+++ Passage given

Lake and Peninsula Borough

Jacko third of three men to plead out in 2012 involving alleged rape, molesting of girl in Pedro Bay. 

State prosecutors reached a deal with Michael Lee Jacko, 50, who recently pleaded guilty in a case involving the sexual abuse of a minor in Pedro Bay. Jacko was the third of three men the young female victim accused of a disturbing pattern of abuse and assault lasting years. KDLG’s Dave Bendinger has more:

Audio transcript below:

The change of plea hearing was held Friday, October 30, after weeks of delays in a case that was filed in 2012.  All parties joined the hearing by phone from different locations, with Judge Pat Douglass presiding.

"As to count three, sexual abuse of a minor in the second degree, how do you plea?" asked Judge Douglass.

"Guilty," said Jacko, leaving his lawyer to speak on his behalf for the rest of the hearing.

Second degree sexual abuse of a minor is a class B felony. The state dismissed four other charges, including two unclassified felonies carry up to 99 year sentences each. Based on the pre-2006 guidelines, when the pleaded to crime occurred, the state said Jacko will serve no more than ten years in jail. 

"Our expectation is a sentence somewhere more than a couple years, something in the range of four years or thereabouts," said Clint Campion, District Attorney for Third Judicial District. 

The allegations surfaced publicly in 2011, after the victim reported being raped and molested on a number of occasions over many years by three men.   

In 2012, after a year-long investigation by state troopers, an Anchorage grand jury handed down indictments against Jacko, Benjamin Foss, and KiskaShugak.

Foss, 53 at the time, reached a deal and pleaded guilty to a reduced charge of attempted third degree sexual assault. He was not sentenced to any time in jail, but was put on probation for three years. State troopers say he violated probation in 2014 when he was found with marijuana, alcohol, and drug paraphernalia in his luggage in Port Alsworth. Shugak, 23 at the time, pleaded guilty to attempted second degree sexual assault and sentenced to two years in jail. Following his release, he was arrested for failing to register as a sex offender.

The allegations against Jacko were the most severe. While most of the investigation is still sealed, a protective order request the victim filed in 2011 described occurrences of sexual abuse for roughly a decade, beginning when she was six. The problem, said Campion, is narrowing down specifically when those incidents occurred, and then proving them to a jury.

++++++
+++ Listing

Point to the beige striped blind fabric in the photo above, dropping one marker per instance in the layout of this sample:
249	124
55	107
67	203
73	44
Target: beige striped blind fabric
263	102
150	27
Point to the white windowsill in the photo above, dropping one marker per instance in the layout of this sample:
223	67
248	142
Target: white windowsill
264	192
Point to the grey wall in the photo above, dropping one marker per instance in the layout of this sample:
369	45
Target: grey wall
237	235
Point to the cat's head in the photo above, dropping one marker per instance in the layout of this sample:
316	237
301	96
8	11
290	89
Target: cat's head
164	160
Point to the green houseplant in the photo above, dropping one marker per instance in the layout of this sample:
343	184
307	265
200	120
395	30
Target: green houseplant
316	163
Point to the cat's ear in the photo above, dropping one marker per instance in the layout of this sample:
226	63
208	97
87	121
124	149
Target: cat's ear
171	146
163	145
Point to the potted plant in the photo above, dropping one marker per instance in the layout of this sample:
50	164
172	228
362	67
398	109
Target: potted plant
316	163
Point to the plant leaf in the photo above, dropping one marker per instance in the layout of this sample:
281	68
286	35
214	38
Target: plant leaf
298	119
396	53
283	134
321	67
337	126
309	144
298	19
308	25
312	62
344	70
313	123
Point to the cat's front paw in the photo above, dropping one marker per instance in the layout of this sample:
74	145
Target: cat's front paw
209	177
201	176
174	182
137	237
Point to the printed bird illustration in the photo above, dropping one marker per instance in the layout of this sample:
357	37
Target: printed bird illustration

++++++

In the article on the Pedro Bay case, on what date was Jacko's change of plea hearing held?

● **Full output**
Friday, October 30.